Excerpt:
>> Begin

Dark Debt

John Allspaw
8 min readNov 27, 2017

This is an excerpt from the Stella Report, which is the result of the first project “Coping With Complexity” performed by the Resilience Engineering In Business-Critical Software Consortium (“SNAFUcatchers”). A video introduction to the report and the consortium is here.

Dark debt was named that to draw a parallel with dark matter. Dark matter has detectable effects on the world but cannot be seen or detected directly. Matter that can be seen and measured directly accounts for only about 15% of the mass of the universe; the remaining 85% is dark matter.

Contrasted with technical debt, the dark debt metaphor:

  • arises from unforeseen interdependencies,
  • is invisible until revealed by anomalies,
  • is a product of creeping complexity,
  • cannot be seen by looking at pieces, and
  • for which specific countermeasures are too narrow.
  • SNAFUs that cascade to failure arise from dark debt (not technical debt)

(below begins the excerpt from the Stella Report, pg. 24)

4.6 Dark Debt

There was a wide-ranging discussion regarding decisions during development and the liabilities they introduce. In addition to ‘technical debt’ another sort of liability, dark debt, was suggested. This section reviews technical debt and proposes the notion of dark debt.

>> End

Data extract:
>> Begin

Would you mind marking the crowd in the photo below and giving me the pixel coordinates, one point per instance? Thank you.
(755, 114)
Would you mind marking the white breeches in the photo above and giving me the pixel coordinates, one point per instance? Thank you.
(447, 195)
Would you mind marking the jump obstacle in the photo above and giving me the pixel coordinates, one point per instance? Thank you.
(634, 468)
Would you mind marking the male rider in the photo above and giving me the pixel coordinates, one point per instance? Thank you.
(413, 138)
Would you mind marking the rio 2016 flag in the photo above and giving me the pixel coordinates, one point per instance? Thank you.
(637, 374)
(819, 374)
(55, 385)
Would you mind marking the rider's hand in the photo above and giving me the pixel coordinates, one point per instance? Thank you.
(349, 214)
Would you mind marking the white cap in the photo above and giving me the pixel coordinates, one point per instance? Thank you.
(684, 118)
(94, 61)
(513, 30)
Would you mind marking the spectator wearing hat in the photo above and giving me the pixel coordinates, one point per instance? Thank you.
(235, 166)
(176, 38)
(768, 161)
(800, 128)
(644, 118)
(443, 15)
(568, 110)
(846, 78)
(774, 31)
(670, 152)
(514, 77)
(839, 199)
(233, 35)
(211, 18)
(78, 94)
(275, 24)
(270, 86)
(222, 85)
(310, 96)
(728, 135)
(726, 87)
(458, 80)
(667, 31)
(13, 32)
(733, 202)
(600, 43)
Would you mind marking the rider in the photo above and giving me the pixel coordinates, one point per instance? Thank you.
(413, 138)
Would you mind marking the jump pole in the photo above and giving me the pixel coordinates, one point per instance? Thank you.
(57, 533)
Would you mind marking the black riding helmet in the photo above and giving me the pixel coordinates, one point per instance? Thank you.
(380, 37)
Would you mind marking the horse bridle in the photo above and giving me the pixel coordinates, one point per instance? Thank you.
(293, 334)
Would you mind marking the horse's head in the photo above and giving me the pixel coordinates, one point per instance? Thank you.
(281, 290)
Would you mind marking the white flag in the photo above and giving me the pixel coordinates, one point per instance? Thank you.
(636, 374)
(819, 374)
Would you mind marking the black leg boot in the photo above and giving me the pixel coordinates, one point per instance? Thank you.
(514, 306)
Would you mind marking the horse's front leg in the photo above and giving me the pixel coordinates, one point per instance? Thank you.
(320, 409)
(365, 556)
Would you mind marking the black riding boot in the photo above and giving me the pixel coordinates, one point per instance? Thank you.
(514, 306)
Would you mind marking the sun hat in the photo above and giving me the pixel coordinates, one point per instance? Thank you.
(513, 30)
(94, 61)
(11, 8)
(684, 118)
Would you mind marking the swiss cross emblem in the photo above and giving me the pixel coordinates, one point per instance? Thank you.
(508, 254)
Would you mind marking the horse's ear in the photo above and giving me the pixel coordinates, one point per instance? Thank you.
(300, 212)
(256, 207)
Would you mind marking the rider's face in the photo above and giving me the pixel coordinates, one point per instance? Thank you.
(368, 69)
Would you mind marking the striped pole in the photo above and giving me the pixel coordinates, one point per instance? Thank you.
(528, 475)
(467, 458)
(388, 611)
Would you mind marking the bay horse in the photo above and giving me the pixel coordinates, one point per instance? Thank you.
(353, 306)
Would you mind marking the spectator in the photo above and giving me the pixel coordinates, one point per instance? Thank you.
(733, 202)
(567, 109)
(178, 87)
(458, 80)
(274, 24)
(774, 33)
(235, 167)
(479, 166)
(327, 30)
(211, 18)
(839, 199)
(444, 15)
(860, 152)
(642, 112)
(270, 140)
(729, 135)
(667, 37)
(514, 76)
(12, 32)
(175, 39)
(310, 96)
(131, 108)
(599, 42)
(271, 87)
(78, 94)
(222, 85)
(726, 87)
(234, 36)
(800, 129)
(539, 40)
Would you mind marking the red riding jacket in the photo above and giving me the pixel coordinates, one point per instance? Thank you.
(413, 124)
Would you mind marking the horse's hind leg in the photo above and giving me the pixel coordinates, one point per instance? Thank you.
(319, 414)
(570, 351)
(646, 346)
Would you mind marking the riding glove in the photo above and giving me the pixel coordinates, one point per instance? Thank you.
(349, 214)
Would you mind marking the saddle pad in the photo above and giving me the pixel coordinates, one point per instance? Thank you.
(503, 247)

>> End

Work to complete:
(a) Answer these questions about the dark debt text:
(i) What percentage of the universe's mass does it say is dark matter?
(ii) According to its list, what kind of debt do SNAFUs that cascade to failure arise from?
(iii) On what page of the Stella Report does the excerpt begin?
(b) Rewrite the rows from the line with "Would you mind marking the horse's hind" through the last row, replacing "photo" with "image" and leaving everything else unchanged.
The dark debt text and the rows have no connection to each other.

Task-by-task solutions:
(a)
(i) 85%
(ii) Dark debt, not technical debt
(iii) Page 24

(b)
Would you mind marking the horse's hind leg in the image above and giving me the pixel coordinates, one point per instance? Thank you.
(319, 414)
(570, 351)
(646, 346)
Would you mind marking the riding glove in the image above and giving me the pixel coordinates, one point per instance? Thank you.
(349, 214)
Would you mind marking the saddle pad in the image above and giving me the pixel coordinates, one point per instance? Thank you.
(503, 247)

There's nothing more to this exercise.